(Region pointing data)
==============================
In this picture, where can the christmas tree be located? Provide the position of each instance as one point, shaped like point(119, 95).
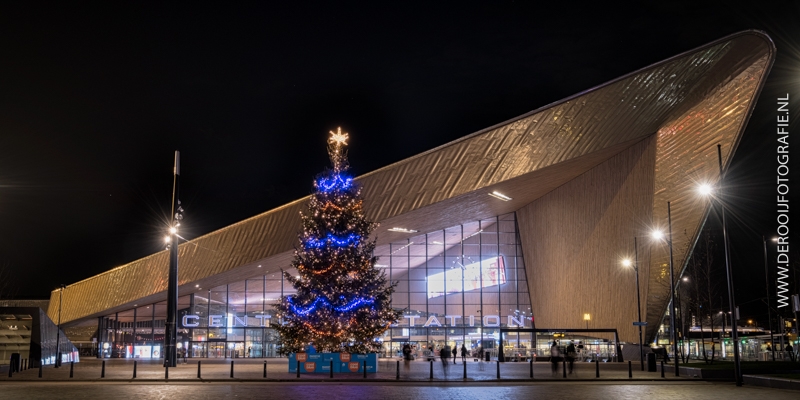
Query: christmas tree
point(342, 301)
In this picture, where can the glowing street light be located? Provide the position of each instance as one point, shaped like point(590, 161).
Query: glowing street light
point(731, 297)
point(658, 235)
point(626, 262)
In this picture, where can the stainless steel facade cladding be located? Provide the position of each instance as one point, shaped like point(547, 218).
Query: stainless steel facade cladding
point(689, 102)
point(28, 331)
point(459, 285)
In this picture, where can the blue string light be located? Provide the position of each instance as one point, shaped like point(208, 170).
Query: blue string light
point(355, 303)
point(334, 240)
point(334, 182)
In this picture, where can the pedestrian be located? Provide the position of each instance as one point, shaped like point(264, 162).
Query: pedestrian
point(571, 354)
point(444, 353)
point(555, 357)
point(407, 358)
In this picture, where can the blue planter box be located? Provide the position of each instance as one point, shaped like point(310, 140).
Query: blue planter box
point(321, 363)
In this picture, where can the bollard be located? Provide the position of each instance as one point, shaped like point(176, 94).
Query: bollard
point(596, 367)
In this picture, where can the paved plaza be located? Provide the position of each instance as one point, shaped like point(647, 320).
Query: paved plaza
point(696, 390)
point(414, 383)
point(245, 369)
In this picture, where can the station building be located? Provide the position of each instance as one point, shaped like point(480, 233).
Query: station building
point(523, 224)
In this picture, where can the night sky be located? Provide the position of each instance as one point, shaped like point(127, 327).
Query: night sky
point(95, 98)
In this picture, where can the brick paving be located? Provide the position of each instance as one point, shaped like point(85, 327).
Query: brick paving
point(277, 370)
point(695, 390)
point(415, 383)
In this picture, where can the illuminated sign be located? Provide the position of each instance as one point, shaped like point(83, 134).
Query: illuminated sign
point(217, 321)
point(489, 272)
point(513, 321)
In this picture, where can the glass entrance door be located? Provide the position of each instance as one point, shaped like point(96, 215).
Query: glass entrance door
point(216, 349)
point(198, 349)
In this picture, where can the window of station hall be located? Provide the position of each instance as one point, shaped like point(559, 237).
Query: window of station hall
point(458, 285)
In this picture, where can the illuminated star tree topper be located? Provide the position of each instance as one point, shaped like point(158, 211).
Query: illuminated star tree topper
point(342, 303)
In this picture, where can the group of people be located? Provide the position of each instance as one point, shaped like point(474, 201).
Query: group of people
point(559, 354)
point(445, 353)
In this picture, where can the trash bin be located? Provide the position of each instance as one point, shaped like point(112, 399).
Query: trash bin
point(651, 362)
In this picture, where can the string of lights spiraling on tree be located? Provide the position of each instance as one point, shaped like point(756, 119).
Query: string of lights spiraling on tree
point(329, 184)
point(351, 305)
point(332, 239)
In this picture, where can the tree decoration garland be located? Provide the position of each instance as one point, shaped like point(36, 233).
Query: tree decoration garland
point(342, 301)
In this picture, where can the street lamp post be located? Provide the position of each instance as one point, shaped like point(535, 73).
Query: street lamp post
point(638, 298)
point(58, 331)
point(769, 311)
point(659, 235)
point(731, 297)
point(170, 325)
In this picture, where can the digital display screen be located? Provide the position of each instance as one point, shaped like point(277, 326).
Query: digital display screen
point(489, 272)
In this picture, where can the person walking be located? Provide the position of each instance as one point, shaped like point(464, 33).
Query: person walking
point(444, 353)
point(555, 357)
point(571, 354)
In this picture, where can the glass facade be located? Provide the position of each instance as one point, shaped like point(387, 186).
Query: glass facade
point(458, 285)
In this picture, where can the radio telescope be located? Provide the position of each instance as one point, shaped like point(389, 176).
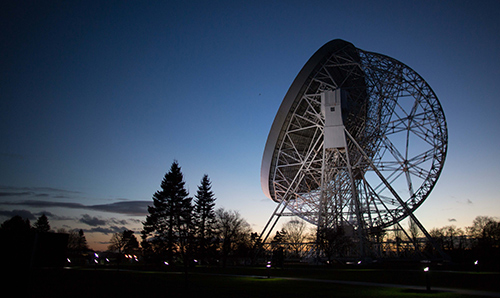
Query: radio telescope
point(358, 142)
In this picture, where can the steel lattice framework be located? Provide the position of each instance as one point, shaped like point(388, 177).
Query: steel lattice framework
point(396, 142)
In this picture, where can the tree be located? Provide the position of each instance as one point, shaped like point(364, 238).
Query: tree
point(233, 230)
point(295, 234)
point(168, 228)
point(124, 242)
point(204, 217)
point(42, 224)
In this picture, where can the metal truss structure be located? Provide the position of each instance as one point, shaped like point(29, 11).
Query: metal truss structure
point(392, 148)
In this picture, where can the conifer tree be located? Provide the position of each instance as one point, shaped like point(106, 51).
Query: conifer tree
==============================
= ASSIGNED TASK =
Produce an exact copy of each line of data, skipping embedded images.

= RESULT =
In this picture, where can the christmas tree be located? Provide the position of each instance as one point, shaped like point(119, 95).
Query: christmas tree
point(342, 301)
In this picture, where can the glowing street light be located? Provide the position of each instance as one point, shaped like point(590, 161).
Query: glowing street light
point(731, 297)
point(658, 235)
point(626, 262)
In this picture, where can the stainless steel facade cladding be located? Provide the position of each instance as one point, shaped like point(547, 218).
Query: stainless steel facade cladding
point(689, 102)
point(28, 331)
point(459, 285)
In this picture, where can the blue string light be located? Provide the position of each instance as one point, shaped like point(208, 170).
Query: blue string light
point(355, 303)
point(334, 240)
point(334, 182)
In this picture, where can the pedestrian be located? Provide the position of each instance as one point, shaped like point(264, 162).
Query: pedestrian
point(571, 354)
point(444, 353)
point(555, 357)
point(407, 358)
In this picture, where can the blue planter box be located? Provide the position of each instance as one point, shaped like point(310, 140).
Query: blue planter box
point(321, 363)
In this picture, where can the bollard be located? Provide the position of each instance as one point, shaped like point(176, 94).
Query: bollard
point(596, 367)
In this picture, where can the paved plaza be located? Provide the position of each instance as one point, shaped like point(647, 320).
Query: paved plaza
point(696, 390)
point(414, 383)
point(245, 369)
In this picture, where can the station building be located? Provide the position of each instance as one point, shaped like point(480, 233).
Query: station building
point(523, 224)
In this picture, where can the night sky be located? Provide the position of each instance as one point, shaped like point(127, 327).
Query: night sky
point(95, 98)
In this picture, where can the brick paving be located? Provide the position of each instance as one point, shaped like point(85, 327).
Query: brick paving
point(277, 370)
point(695, 390)
point(415, 383)
In this picture, where can the illuminated sign be located? Provide the position of each instance as one point, shaped like point(83, 134).
Query: illuminated sign
point(217, 321)
point(489, 272)
point(513, 321)
In this picture, where can the glass entrance door be located? Provide the position of each instance as one point, shaped like point(96, 215).
Query: glass entrance door
point(216, 349)
point(198, 349)
In this picture, where can the window of station hall be located? Provide the position of each instance as one point, shaped like point(559, 237).
Query: window of station hall
point(458, 285)
In this picture, where can the illuminated star tree topper be located? Provide the position of each instance as one point, shaped like point(158, 211).
Query: illuminated star tree topper
point(342, 303)
In this picture, where can the group of people be located? Provide the position of each instance as one point, shaped like point(474, 201).
Query: group of people
point(559, 354)
point(445, 353)
In this picture, where can the trash bin be located? Provide the position of each instance as one point, shaped like point(112, 399).
Query: trash bin
point(651, 362)
In this picture, where can the string of lights spiraling on tree be located? Provide the position of each instance as one point, shaped like point(756, 119).
Query: string of lights spiraling on tree
point(329, 184)
point(351, 305)
point(332, 239)
In this picture, where can the tree decoration garland be located? Provide the position of each instance as one point, shaped like point(36, 233).
Query: tree decoration garland
point(342, 301)
In this picture, where can the street lamp post be located? Provide the position of each instance as one point, shaped like point(535, 73).
Query: street lamp post
point(638, 298)
point(58, 331)
point(769, 311)
point(659, 235)
point(731, 297)
point(170, 325)
In this picture, where can the digital display screen be located? Provide the position of each instance as one point, shaped like point(277, 326).
Query: digital display screen
point(489, 272)
In this picture, where can the person walking be located? Provide the position of each instance as one point, shaped like point(464, 33).
Query: person walking
point(444, 353)
point(555, 357)
point(571, 354)
In this picture, where can the glass facade be located? Provide the position of each instance as one point, shaped like point(387, 186).
Query: glass facade
point(458, 285)
In this picture, where can the radio telescope be located? Provide the position of each instance as one point, shaped like point(389, 176).
Query: radio telescope
point(358, 142)
In this picture, where can the steel lattice framework be located? Provide the position of each instance as one point, shaped like point(388, 177).
Query: steel lattice framework
point(396, 142)
In this picture, where can the tree be located? Provide the position of each instance as one point, shaped like point(364, 238).
Query: tree
point(233, 230)
point(295, 234)
point(168, 228)
point(124, 242)
point(204, 217)
point(42, 224)
In this picture, where can the metal truss structure be located? Provide the position of each instance as one point, shaped like point(29, 11).
Query: metal truss structure
point(392, 148)
In this picture, where can the conifer tree be located? Provide the position of each instance as one point, shaped like point(106, 51).
Query: conifer tree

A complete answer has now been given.